**SOURCE DOCUMENT**
============================================================
The 39th Division (39. Division) was a unit of the Prussian/German Army. It was formed on April 1, 1899, and headquartered in Colmar (now in France). The division was subordinated in peacetime initially to the XIV Army Corps (XIV. Armeekorps) and later to the XV Army Corps (XV. Armeekorps). The division was disbanded in 1919 during the demobilization of the German Army after World War I.

==Recruitment==

The division was a mixed unit: its Prussian elements, although designated Upper Alsatian, were mainly raised in the more densely populated Rhine Province and the Province of Westphalia, as the Alsatian German population was insufficient to support all the units stationed there. The 126th Infantry Regiment originated from the Kingdom of Württemberg. The 66th Field Artillery Regiment came from the Grand Duchy of Baden, and the 14th Jäger Battalion, which was attached upon mobilization from the XIV Army Corps, was from the Grand Duchy of Mecklenburg-Schwerin.

==Combat chronicle==

The division began World War I by fighting in the Battle of the Frontiers, followed by participation in the Race to the Sea, which culminated in the Battle of the Yser. The division remained on the Yser front until January 1916, when it was transferred to the Verdun area. It then engaged in the Battle of Verdun and later saw action in the final phases of the Battle of the Somme. During the first half of 1917, the division was stationed in the trenches of Champagne and participated in the Second Battle of the Aisne, also known as the Third Battle of Champagne (referred to by the Germans as the Double Battle Aisne-Champagne). The division then moved to Flanders and took part in the Battle of Passchendaele. In 1918, it fought in the German spring offensive and remained in the Flanders region during the subsequent Allied offensives. Allied intelligence rated the division as second-class.

==Pre-World War I organization==

The organization of the 39th Division in 1914, shortly before the outbreak of World War I, was as follows:

- 61. Infanterie-Brigade
  - Infanterie-Regiment Nr. 126 Großherzog Friedrich von Baden (8. Württembergisches)
  - 1. Unter-Elsässisches Infanterie-Regiment Nr. 132
- 82. Infanterie-Brigade
  - 2. Ober-Elsässiches Infanterie-Regiment Nr. 171
  - 3. Ober-Elsässiches Infanterie-Regiment Nr. 172
- 39. Kavallerie-Brigade
  - Kurmärkisches Dragoner-Regiment Nr. 14
  - Jäger-Regiment zu Pferde Nr. 3
- 39. Feldartillerie-Brigade
  - 4. Badisches Feldartillerie-Regiment Nr. 66
  - 3. Ober-Elsässisches Feldartillerie-Regiment Nr. 80

==Order of battle on mobilization==

On mobilization in August 1914, at the beginning of World War I, most divisional cavalry, including brigade headquarters, was withdrawn to form cavalry divisions or was split among divisions as reconnaissance units. Divisions received engineer companies and other support units from their higher headquarters. The 39th Division was redesignated as the 39th Infantry Division. Its initial wartime organization was as follows:

- 61st Infantry Brigade
  - Infantry Regiment No. 126 "Grand Duke Friedrich of Baden" (8th Württemberg)
============================================================
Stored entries

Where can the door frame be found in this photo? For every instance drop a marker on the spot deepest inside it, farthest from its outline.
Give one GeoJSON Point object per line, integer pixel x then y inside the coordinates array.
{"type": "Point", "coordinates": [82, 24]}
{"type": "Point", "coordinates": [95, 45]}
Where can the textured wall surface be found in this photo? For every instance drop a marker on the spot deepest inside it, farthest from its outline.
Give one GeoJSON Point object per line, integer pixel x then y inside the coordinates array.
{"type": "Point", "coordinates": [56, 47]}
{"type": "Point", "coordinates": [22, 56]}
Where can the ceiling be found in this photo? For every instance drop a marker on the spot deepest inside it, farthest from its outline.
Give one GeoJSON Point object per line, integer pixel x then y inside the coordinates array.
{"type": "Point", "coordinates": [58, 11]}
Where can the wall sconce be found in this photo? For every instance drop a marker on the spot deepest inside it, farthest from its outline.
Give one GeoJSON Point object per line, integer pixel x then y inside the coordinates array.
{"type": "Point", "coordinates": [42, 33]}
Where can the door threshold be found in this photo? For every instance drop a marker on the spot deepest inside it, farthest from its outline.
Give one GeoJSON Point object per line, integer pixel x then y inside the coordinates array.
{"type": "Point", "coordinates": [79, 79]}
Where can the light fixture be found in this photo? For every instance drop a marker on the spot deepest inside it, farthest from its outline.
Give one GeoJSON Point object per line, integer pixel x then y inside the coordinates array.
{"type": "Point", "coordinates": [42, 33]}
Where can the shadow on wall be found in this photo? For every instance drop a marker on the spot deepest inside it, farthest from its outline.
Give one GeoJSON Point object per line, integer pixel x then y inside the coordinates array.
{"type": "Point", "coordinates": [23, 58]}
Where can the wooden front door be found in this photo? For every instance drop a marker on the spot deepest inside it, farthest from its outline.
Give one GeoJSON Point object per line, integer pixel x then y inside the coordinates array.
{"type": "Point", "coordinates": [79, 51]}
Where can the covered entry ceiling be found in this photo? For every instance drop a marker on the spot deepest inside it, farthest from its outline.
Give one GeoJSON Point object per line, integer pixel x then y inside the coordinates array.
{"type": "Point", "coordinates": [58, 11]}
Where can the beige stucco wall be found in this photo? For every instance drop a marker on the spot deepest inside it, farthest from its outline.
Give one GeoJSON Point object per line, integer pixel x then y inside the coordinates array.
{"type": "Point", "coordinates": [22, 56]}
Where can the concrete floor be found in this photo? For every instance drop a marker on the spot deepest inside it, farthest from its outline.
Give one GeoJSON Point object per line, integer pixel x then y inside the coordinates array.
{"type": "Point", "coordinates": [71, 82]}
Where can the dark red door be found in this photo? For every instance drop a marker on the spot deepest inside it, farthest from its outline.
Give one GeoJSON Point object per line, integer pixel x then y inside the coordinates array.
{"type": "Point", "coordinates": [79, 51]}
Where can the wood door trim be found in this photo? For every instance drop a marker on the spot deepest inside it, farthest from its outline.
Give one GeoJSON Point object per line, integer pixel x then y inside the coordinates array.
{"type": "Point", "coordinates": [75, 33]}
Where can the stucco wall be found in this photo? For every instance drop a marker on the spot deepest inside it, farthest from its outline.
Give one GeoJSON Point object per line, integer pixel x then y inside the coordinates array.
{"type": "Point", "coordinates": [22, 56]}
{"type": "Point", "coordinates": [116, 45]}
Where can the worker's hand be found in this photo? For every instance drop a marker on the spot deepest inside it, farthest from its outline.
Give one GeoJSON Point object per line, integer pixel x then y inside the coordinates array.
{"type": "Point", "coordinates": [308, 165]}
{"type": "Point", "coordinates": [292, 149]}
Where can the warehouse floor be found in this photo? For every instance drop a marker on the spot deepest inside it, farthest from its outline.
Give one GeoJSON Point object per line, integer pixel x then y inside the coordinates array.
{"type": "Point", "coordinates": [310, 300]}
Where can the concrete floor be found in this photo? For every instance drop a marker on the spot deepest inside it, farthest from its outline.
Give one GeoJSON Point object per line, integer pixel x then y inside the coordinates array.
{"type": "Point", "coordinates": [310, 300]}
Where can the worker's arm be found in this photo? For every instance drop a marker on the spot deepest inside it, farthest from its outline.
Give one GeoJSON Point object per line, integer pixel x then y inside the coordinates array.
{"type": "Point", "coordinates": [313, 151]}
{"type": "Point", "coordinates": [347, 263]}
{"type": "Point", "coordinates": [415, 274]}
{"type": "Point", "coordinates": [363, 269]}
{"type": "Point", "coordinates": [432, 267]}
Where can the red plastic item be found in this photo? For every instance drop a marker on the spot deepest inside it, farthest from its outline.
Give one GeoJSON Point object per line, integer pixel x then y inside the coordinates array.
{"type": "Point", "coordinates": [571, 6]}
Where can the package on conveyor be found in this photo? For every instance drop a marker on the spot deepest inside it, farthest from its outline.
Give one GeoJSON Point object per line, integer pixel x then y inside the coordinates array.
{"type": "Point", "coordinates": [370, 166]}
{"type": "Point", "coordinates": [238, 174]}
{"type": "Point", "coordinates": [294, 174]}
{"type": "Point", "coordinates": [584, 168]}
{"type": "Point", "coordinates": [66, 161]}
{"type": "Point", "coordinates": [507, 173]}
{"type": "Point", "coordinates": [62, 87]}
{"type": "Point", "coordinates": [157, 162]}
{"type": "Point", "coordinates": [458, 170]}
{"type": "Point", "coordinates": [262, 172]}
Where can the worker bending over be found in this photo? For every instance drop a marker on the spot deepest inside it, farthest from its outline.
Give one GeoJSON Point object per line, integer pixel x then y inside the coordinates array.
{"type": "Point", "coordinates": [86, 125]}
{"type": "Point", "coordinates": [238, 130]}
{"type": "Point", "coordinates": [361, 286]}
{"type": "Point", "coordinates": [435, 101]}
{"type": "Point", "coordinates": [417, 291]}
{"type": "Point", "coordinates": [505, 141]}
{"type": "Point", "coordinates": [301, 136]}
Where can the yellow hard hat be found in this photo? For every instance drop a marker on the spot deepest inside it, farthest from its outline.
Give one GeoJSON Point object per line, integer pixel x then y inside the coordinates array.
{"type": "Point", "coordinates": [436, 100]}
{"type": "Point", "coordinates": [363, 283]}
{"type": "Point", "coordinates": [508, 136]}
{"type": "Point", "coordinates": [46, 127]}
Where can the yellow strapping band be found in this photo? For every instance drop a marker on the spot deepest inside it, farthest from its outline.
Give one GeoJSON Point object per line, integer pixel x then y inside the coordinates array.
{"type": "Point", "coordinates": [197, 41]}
============================================================
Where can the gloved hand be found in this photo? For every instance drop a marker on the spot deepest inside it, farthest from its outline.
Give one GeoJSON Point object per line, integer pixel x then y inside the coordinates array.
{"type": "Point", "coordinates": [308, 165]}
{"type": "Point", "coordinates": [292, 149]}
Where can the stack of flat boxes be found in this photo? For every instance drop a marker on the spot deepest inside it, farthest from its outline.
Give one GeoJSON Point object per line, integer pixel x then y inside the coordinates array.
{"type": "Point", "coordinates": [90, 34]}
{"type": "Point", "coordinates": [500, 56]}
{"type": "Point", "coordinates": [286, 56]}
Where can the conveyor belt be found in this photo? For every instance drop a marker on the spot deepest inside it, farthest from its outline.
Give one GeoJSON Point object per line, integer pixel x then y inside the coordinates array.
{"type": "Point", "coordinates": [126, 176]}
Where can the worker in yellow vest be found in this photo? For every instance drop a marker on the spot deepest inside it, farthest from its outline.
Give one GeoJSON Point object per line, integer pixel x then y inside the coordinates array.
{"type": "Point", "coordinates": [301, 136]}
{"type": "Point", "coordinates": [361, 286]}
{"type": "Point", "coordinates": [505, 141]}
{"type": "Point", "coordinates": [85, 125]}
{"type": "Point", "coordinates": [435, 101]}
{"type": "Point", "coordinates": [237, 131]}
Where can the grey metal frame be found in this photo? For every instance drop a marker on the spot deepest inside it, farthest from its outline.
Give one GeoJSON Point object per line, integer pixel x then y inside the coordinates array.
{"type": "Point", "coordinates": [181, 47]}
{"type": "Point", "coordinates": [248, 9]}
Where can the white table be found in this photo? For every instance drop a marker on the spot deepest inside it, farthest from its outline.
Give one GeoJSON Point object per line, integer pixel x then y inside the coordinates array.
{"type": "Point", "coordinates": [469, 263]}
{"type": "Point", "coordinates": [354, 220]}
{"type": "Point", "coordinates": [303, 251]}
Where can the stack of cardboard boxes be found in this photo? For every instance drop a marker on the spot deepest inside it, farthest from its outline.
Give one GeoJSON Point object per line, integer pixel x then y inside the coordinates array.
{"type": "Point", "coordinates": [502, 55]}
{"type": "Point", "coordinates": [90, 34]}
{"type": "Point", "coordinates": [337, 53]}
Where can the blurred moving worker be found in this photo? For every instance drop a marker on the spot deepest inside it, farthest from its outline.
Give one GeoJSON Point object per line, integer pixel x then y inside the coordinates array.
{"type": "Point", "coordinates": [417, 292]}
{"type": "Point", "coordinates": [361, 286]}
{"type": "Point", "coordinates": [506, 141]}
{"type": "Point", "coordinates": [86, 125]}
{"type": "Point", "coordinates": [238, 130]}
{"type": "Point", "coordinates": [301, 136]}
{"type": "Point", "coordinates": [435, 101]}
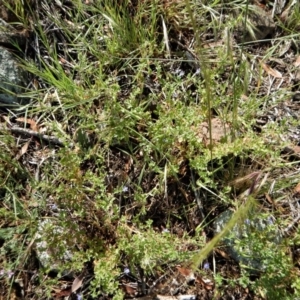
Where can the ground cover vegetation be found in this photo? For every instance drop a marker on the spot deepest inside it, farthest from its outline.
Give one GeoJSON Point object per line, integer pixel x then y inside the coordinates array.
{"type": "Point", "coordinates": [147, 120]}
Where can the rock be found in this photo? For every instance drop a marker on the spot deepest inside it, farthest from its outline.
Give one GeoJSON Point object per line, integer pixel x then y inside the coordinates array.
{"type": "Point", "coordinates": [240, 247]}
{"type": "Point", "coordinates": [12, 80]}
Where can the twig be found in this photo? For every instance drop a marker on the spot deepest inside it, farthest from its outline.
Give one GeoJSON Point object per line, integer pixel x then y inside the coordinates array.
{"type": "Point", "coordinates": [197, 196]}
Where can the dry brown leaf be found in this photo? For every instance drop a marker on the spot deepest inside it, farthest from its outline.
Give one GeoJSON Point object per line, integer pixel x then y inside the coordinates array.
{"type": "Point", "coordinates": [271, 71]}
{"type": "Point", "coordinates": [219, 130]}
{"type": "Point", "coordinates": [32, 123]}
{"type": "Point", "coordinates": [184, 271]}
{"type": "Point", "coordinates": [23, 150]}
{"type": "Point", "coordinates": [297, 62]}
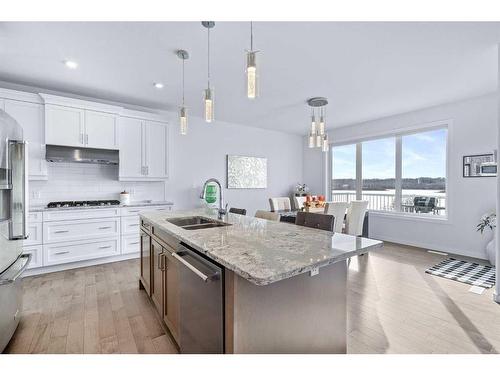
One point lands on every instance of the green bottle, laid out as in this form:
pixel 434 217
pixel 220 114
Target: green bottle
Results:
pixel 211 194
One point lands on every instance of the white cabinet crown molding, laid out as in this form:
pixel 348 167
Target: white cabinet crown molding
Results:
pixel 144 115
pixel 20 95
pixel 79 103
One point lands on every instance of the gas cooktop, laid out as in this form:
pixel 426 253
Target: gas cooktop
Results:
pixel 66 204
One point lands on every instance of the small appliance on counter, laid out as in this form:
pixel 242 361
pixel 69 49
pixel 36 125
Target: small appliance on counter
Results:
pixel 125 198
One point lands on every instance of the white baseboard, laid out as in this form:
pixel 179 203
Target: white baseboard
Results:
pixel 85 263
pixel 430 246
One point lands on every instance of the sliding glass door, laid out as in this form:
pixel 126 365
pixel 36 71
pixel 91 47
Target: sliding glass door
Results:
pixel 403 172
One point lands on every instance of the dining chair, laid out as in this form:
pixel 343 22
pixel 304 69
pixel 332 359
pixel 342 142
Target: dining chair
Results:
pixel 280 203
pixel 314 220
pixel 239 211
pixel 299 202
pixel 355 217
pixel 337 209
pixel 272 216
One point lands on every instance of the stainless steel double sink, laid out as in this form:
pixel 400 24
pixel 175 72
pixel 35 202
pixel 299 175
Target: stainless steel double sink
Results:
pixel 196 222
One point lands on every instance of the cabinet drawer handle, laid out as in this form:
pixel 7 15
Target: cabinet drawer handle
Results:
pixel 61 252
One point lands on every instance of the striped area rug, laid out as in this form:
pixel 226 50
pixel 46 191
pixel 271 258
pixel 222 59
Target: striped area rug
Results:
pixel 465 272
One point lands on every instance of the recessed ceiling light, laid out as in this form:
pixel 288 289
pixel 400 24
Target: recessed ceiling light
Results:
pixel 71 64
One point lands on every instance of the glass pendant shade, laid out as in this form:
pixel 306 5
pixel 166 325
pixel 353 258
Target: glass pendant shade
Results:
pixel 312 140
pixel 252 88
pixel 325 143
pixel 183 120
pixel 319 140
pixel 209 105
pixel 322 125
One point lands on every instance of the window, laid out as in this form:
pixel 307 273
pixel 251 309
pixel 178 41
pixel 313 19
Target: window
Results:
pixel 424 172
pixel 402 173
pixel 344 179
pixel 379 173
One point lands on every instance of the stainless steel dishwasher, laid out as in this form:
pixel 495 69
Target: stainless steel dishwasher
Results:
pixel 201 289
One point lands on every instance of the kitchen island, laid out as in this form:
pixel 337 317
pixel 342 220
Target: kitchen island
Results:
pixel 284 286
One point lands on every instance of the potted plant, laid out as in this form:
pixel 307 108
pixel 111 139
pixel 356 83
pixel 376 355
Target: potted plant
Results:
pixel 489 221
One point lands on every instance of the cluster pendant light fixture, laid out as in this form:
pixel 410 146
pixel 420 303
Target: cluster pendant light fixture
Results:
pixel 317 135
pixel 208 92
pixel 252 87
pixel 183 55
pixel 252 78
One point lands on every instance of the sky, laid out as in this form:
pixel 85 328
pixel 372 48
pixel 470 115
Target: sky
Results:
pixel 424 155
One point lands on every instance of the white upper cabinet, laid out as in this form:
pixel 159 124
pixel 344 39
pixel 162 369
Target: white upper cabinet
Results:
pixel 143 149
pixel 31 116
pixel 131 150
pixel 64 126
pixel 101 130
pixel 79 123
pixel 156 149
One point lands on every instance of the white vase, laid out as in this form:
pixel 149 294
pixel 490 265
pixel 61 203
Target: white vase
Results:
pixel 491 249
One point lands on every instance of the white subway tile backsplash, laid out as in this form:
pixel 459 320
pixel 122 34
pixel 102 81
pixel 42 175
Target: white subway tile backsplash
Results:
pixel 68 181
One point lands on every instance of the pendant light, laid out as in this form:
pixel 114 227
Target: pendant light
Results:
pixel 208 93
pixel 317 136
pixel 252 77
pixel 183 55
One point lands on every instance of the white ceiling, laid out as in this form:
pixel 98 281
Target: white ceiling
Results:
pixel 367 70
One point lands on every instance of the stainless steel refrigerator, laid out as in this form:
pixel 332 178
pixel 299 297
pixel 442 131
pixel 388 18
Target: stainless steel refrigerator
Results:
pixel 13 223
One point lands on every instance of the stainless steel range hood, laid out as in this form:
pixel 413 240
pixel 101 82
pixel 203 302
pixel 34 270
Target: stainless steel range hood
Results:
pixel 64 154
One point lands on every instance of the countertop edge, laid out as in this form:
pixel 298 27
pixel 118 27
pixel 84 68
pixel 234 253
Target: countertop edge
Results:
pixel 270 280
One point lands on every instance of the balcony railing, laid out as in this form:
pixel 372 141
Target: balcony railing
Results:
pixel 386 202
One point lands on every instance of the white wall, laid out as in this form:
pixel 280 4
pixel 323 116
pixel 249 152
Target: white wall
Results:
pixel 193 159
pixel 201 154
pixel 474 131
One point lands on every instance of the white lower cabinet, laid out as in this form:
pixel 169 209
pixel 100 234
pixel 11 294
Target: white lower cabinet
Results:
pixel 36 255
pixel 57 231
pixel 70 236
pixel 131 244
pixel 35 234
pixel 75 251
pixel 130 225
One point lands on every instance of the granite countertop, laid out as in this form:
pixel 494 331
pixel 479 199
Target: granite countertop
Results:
============================================================
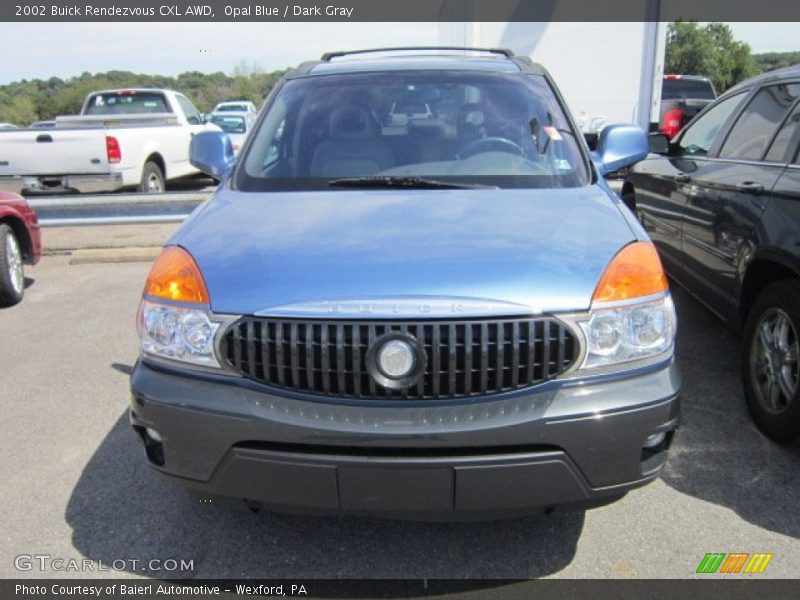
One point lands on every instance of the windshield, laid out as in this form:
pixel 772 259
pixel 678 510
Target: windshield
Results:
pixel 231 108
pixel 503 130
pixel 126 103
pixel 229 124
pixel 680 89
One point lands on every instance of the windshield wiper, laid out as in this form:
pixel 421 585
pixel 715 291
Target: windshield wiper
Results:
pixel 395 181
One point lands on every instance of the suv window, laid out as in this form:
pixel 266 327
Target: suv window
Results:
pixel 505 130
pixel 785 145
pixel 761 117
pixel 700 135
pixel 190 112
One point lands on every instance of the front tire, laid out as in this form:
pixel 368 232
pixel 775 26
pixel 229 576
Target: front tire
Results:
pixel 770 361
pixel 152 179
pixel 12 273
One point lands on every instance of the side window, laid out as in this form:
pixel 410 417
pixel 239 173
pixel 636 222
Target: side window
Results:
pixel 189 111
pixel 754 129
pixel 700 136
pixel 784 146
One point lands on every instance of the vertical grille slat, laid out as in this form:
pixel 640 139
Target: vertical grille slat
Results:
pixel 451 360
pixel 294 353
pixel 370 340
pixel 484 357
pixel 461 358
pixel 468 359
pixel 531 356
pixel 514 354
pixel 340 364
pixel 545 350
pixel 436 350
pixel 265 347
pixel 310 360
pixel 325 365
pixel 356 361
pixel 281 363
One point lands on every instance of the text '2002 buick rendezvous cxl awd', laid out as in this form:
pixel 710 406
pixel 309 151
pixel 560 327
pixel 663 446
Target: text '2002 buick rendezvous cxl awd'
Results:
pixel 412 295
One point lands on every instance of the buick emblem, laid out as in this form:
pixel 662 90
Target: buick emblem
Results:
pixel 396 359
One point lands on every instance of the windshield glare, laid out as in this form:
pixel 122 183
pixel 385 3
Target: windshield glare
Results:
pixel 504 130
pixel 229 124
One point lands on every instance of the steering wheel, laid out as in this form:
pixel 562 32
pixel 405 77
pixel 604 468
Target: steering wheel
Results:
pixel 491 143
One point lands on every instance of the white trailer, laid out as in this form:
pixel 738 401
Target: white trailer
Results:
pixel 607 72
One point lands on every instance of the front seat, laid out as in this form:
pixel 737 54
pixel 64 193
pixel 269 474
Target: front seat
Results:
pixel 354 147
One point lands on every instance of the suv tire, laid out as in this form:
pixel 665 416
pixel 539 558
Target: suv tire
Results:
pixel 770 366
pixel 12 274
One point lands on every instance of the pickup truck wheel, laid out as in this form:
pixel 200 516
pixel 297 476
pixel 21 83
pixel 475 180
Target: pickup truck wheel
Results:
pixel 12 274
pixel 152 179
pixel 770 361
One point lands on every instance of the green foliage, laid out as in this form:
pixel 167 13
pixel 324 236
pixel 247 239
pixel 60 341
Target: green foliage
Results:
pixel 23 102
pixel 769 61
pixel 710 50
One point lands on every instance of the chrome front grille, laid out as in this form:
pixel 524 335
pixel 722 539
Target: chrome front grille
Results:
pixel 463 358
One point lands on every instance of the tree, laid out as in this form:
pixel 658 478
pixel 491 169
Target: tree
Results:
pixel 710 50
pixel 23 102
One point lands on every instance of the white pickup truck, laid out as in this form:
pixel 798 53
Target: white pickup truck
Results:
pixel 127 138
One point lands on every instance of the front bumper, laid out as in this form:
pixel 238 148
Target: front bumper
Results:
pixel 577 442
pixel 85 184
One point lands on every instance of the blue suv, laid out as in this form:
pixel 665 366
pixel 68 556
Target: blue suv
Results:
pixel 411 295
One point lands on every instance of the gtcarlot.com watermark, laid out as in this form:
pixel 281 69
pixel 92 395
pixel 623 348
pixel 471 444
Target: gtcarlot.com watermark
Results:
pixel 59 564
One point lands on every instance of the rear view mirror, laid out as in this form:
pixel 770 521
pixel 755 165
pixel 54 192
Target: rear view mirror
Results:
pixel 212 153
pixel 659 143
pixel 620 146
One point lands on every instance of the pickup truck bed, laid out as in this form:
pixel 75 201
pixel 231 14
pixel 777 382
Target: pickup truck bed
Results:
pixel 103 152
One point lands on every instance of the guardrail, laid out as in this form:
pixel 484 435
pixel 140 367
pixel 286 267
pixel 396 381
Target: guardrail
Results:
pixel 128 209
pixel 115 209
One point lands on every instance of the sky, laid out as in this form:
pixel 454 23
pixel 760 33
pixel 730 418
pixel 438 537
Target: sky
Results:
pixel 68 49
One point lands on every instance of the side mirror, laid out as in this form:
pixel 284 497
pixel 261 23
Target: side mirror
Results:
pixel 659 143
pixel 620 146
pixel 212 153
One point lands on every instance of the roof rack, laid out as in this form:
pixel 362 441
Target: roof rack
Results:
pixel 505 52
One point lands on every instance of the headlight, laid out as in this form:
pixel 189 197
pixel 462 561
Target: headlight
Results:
============================================================
**WORK INSTRUCTIONS**
Duplicate the passage on the 39th Division, starting with "The 39th Division (39." and going on through "World War I.". The listing plays no part in the work here.

**IN RESPONSE**
The 39th Division (39. Division) was a unit of the Prussian/German Army. It was formed on April 1, 1899, and headquartered in Colmar (now in France). The division was subordinated in peacetime initially to the XIV Army Corps (XIV. Armeekorps) and later to the XV Army Corps (XV. Armeekorps). The division was disbanded in 1919 during the demobilization of the German Army after World War I.